Stated task ::
Convert the lines from the one containing "else: point(873, 70)." through the end of the records, inclusive, into a JSON list of strings with one string per line and blank lines omitted.

Entries from a pointing dataset ::
▬▬▬▬▬▬
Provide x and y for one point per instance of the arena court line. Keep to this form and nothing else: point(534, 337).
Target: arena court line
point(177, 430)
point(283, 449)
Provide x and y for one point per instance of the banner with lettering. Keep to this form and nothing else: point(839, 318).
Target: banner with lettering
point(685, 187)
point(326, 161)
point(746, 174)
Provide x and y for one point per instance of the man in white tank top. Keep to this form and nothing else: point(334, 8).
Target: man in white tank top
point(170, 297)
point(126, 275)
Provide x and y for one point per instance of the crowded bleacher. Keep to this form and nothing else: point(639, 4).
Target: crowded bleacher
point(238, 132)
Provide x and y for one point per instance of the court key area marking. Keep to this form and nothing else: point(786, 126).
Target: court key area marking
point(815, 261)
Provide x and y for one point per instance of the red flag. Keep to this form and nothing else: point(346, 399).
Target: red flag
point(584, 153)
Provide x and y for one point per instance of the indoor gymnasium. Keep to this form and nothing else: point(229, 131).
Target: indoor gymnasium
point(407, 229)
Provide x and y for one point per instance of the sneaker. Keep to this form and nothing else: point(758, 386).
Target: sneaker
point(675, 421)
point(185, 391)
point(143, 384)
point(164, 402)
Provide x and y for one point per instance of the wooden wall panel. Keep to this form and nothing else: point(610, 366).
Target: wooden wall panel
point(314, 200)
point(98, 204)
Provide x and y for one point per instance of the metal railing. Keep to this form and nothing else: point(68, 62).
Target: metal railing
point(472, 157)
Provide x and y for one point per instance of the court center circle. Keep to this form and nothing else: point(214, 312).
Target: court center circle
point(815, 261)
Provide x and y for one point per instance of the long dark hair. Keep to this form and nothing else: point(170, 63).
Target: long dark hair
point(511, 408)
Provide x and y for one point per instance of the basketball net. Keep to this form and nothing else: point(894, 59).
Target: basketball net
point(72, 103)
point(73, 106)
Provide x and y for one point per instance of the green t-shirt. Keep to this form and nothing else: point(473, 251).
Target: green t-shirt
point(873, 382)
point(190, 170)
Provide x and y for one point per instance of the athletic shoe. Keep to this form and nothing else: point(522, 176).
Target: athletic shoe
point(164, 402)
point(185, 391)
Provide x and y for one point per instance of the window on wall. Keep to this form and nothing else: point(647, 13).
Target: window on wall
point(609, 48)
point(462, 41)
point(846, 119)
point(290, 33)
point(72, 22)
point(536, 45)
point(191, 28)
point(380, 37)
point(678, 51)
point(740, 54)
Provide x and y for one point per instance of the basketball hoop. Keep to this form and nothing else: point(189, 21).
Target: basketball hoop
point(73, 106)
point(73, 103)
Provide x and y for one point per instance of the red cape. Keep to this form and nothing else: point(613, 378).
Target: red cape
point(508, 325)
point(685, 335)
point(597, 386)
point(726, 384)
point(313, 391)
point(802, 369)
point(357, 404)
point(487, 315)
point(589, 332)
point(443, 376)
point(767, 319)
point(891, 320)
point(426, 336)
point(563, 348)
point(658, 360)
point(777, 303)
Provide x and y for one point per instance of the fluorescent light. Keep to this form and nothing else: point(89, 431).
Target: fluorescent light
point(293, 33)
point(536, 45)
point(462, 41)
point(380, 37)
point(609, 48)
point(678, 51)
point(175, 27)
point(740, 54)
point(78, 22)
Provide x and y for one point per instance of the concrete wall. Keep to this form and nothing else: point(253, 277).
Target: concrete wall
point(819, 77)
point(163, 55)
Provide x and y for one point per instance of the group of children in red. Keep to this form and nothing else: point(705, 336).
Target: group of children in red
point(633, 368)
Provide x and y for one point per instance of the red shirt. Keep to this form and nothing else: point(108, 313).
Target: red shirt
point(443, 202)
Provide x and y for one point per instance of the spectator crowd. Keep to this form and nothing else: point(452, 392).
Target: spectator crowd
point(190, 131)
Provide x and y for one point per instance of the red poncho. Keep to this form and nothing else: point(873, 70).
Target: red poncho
▬▬▬▬▬▬
Finished answer ::
[
  "Provide x and y for one point per instance of the red poncho. Keep to this form and nothing else: point(873, 70).",
  "Target: red poncho"
]